DATA IN THIS EXERCISE:

* begin *

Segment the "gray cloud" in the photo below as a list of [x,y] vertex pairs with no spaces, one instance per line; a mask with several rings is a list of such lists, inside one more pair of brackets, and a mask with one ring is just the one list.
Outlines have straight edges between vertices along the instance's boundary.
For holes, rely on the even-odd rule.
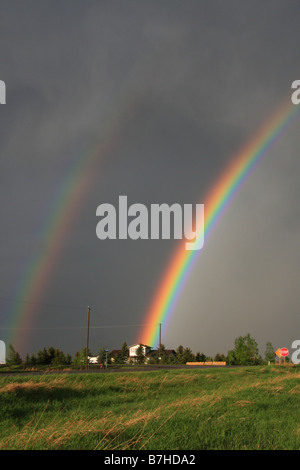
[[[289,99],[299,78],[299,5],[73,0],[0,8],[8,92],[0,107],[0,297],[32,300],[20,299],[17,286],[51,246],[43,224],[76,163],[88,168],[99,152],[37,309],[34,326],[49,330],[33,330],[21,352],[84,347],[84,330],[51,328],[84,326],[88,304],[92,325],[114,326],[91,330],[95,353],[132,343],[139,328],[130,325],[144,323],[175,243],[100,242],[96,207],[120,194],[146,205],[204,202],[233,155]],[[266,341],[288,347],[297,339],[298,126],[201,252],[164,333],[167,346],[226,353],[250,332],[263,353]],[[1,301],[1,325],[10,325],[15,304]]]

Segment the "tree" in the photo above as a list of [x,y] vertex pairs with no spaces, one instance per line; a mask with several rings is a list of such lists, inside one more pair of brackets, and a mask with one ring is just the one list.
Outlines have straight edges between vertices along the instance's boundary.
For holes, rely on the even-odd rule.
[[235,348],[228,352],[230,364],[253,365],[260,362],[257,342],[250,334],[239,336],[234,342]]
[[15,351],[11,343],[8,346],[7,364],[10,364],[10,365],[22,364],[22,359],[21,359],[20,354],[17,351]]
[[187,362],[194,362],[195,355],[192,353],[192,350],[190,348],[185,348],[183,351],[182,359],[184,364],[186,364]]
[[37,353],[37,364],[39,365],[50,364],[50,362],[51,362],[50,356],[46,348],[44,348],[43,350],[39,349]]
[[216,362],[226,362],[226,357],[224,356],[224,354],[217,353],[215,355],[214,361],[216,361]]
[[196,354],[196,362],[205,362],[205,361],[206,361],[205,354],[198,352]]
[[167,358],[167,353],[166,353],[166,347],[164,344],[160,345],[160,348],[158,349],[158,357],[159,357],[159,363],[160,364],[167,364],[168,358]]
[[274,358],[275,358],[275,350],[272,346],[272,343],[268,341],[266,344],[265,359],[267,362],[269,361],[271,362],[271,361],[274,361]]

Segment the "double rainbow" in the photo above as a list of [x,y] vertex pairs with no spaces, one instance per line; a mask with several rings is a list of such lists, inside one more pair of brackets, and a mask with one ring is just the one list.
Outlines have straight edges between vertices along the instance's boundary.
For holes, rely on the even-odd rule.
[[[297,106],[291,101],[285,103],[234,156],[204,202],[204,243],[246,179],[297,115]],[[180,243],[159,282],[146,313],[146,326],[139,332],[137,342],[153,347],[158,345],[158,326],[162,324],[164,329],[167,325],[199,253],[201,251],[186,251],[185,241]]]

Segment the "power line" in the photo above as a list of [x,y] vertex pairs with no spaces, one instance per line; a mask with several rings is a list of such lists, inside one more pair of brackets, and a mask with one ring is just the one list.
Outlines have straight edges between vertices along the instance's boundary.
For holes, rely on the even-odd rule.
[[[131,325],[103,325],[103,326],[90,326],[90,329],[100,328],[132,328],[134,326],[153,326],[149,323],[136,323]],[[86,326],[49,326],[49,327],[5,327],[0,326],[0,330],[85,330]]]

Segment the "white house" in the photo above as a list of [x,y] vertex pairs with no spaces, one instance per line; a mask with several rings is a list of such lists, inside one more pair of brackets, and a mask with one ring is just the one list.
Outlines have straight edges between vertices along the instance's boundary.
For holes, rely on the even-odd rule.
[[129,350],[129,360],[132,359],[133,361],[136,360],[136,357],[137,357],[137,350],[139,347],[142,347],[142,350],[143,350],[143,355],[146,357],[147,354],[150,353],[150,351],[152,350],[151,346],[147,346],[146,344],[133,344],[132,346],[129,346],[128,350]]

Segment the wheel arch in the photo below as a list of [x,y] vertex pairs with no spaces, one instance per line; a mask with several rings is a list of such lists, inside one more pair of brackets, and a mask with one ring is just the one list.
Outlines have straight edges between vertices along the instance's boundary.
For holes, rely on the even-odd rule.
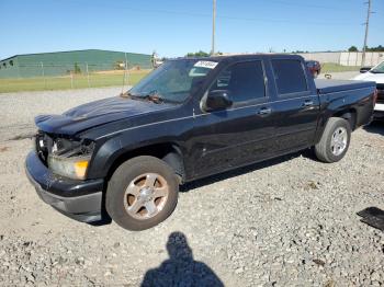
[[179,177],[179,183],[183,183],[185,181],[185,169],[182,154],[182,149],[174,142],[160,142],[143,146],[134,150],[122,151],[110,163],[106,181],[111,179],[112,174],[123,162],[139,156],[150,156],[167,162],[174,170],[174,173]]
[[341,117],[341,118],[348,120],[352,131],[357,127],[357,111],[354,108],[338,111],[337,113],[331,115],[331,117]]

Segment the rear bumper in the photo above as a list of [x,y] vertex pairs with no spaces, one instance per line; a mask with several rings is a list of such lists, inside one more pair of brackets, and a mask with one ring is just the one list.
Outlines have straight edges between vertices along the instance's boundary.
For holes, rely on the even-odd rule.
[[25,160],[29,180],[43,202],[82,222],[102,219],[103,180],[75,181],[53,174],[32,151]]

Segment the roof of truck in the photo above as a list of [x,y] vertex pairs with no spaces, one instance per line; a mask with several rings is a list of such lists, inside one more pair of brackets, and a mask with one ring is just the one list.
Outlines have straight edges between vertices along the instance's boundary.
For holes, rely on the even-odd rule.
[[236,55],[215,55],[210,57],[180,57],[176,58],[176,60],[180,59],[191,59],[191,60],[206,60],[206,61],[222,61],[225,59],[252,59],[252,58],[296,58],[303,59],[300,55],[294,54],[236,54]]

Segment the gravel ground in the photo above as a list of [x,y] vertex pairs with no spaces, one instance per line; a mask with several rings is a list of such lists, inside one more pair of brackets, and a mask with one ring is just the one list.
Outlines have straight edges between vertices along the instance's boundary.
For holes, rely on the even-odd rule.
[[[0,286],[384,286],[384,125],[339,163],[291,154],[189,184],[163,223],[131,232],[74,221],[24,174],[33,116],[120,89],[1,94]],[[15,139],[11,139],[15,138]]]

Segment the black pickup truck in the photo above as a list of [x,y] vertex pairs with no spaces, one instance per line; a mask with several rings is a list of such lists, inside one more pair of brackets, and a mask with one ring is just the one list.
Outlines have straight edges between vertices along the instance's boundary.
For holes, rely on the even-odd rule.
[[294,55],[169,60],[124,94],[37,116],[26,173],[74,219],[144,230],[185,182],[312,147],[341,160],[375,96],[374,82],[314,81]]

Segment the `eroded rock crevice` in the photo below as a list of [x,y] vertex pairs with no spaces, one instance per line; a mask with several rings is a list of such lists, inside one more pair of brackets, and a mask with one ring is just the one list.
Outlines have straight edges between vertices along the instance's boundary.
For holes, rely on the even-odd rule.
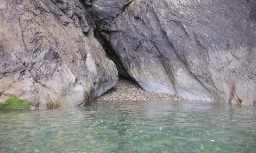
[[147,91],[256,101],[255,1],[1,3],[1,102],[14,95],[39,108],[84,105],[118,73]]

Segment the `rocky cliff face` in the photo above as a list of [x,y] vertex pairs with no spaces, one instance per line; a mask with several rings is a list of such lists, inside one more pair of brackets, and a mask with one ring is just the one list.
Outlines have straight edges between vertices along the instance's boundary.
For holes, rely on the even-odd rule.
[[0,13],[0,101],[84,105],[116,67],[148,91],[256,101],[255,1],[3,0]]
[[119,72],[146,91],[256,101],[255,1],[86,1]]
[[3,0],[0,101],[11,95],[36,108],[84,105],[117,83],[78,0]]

* end *

TO BE DONE: Retype all of the entries exactly as written, leaving out any images.

THE RESPONSE:
Segment the "gray cloud" in the photo below as a list of [x,y] vertex pairs with no spaces, one instance per line; a mask with several rings is a list of such lists, inside one more pair of brackets, and a mask with one ring is just the one list.
Outlines have straight edges between vertices along the instance's boundary.
For holes, rely on the even-odd rule.
[[[289,99],[299,78],[299,5],[73,0],[0,8],[8,92],[0,107],[0,297],[32,300],[20,299],[17,286],[51,246],[43,224],[76,163],[88,168],[99,152],[37,309],[34,326],[49,330],[33,330],[21,352],[84,347],[84,330],[51,328],[84,326],[88,304],[92,325],[114,326],[91,330],[95,353],[132,343],[139,328],[130,325],[144,323],[175,243],[100,242],[96,207],[120,194],[146,205],[204,202],[233,155]],[[266,341],[288,347],[297,339],[298,126],[201,252],[164,333],[167,346],[226,353],[250,332],[263,353]],[[1,301],[1,325],[10,325],[15,304]]]

Segment the "tree" in the photo above as a list of [x,y] vertex pairs with no spaces, one instance per line; a mask with several rings is a list of such lists, inside one more pair of brackets, and a mask with one ring is just the one list.
Outlines have straight edges between vertices along the instance's boundary.
For holes, rely on the even-odd rule.
[[235,348],[228,352],[230,364],[253,365],[260,362],[257,342],[250,334],[239,336],[234,342]]
[[15,351],[11,343],[8,346],[7,364],[10,364],[10,365],[22,364],[22,359],[21,359],[20,354],[17,351]]
[[187,362],[194,362],[195,355],[192,353],[192,350],[190,348],[185,348],[183,351],[182,359],[184,364],[186,364]]
[[37,353],[37,364],[39,365],[50,364],[50,362],[51,362],[50,356],[46,348],[44,348],[43,350],[39,349]]
[[216,362],[226,362],[226,357],[224,356],[224,354],[217,353],[215,355],[214,361],[216,361]]
[[196,354],[196,362],[205,362],[205,361],[206,361],[205,354],[198,352]]
[[167,358],[167,353],[166,353],[166,347],[164,344],[160,345],[160,348],[158,349],[158,357],[159,357],[159,363],[160,364],[167,364],[168,358]]
[[274,358],[275,358],[275,350],[272,346],[272,343],[268,341],[266,344],[265,359],[267,362],[269,361],[271,362],[271,361],[274,361]]

Segment the "double rainbow" in the photo above as a list of [x,y] vertex pairs with no spaces, one instance per line; a mask with several rings is a list of such lists, inside one more pair of brackets, and a mask with one ring is just the one list.
Outlines have straight edges between vertices along the instance's boundary.
For holes, rely on the even-odd rule.
[[[297,106],[291,101],[285,103],[234,156],[204,202],[204,243],[246,179],[297,115]],[[180,243],[159,282],[146,313],[146,326],[139,332],[137,342],[153,347],[158,345],[158,326],[162,324],[164,329],[167,325],[199,253],[201,251],[186,251],[185,241]]]

Segment the "power line" in the photo above as a list of [x,y] vertex pairs with no spaces, one instance per line; a mask with several rings is a list of such lists, inside one more pair of brackets, and a mask with one ring is just the one list.
Outlines have straight edges between vertices along the instance's boundary.
For holes, rely on the even-odd rule.
[[[131,325],[103,325],[103,326],[90,326],[90,329],[100,328],[132,328],[134,326],[153,326],[149,323],[136,323]],[[86,326],[49,326],[49,327],[5,327],[0,326],[0,330],[85,330]]]

Segment the "white house" in the photo above as a list of [x,y] vertex pairs with no spaces, one instance per line; a mask with several rings is a list of such lists, inside one more pair of brackets, and a mask with one ring is just the one list.
Outlines have straight edges between vertices along the instance's boundary.
For holes, rely on the even-odd rule.
[[129,350],[129,360],[132,359],[133,361],[136,360],[136,357],[137,357],[137,350],[139,347],[142,347],[142,350],[143,350],[143,355],[146,357],[147,354],[150,353],[150,351],[152,350],[151,346],[147,346],[146,344],[133,344],[132,346],[129,346],[128,350]]

Segment the wheel arch in the photo below as a list of [x,y] vertex pairs with no spaces, one instance per line; a mask with several rings is a list of such lists, inside one more pair of brackets, and a mask with one ring is just the one list.
Outlines have straight edges between vertices along the instance's boundary.
For holes, rely on the even-odd rule.
[[179,177],[179,183],[183,183],[185,181],[185,169],[182,154],[182,149],[174,142],[160,142],[143,146],[134,150],[122,151],[110,163],[106,181],[111,179],[112,174],[123,162],[139,156],[150,156],[167,162],[174,170],[174,173]]
[[341,117],[341,118],[348,120],[352,131],[357,127],[357,111],[354,108],[338,111],[337,113],[331,115],[331,117]]

Segment the rear bumper in the photo above as a list of [x,y] vertex pairs with no spaces, one instance per line; a mask with several rings is a list of such lists, inside one more pair of brackets, and a mask with one ring is just the one list.
Outlines have straight edges between vertices along the instance's boundary.
For holes, rely on the even-odd rule.
[[25,160],[29,180],[43,202],[82,222],[102,219],[103,180],[75,181],[53,174],[32,151]]

Segment the roof of truck in the photo above as a list of [x,y] vertex pairs with no spaces, one instance per line; a mask with several rings is a list of such lists, inside one more pair of brackets, and a mask with one ring is just the one list.
Outlines have straight edges between vertices along the instance's boundary.
For holes, rely on the even-odd rule.
[[236,55],[215,55],[210,57],[180,57],[176,58],[176,60],[180,59],[191,59],[191,60],[206,60],[206,61],[222,61],[225,59],[252,59],[252,58],[296,58],[303,59],[300,55],[294,54],[236,54]]

Segment the gravel ground in the photo above as a list of [x,y] vertex pairs with no spaces, one instance per line; a mask with several rings is a list of such lists, inside one more pair of brackets, and a mask with one ring is just the one list.
Outlines have straight edges between vertices along the instance's boundary.
For holes, rely on the even-odd rule.
[[[0,286],[384,286],[384,125],[339,163],[291,154],[189,184],[163,223],[131,232],[74,221],[24,174],[33,116],[120,89],[1,94]],[[15,139],[11,139],[15,138]]]

Segment the black pickup truck in the photo above as a list of [x,y] vertex pairs with no spaces, one instance per line; a mask with several rings is a list of such lists, inside one more pair of brackets, and a mask with one ring is just the one list.
Outlines have straight edges between vertices along the instance's boundary.
For holes, rely on the even-odd rule.
[[294,55],[169,60],[124,94],[37,116],[26,173],[74,219],[144,230],[185,182],[312,147],[341,160],[375,96],[374,82],[314,81]]

Segment the `eroded rock crevice` in the photo below as a list of [x,y] vertex pairs with no spaces, one instance per line; a mask with several rings is a list of such lists, inside one more pair of brackets, and a mask with one ring is just the one list.
Outlines have straight edges between vertices along the instance's boundary.
For holes, rely on the even-odd rule.
[[147,91],[256,101],[255,1],[1,3],[1,102],[14,95],[39,108],[84,105],[118,73]]

Segment the `rocky cliff face` in the photo above as a list of [x,y] vertex pairs with no spaces, one instance per line; a mask with several rings is a list of such lists, inside one more pair of brackets, and a mask with one ring is just the one list.
Outlines have straight edges between vertices along the instance's boundary.
For holes, rely on the even-odd rule.
[[0,13],[0,101],[84,105],[116,67],[148,91],[256,101],[255,1],[3,0]]
[[119,72],[146,91],[256,101],[255,1],[86,1]]
[[3,0],[0,101],[11,95],[36,108],[84,105],[117,83],[78,0]]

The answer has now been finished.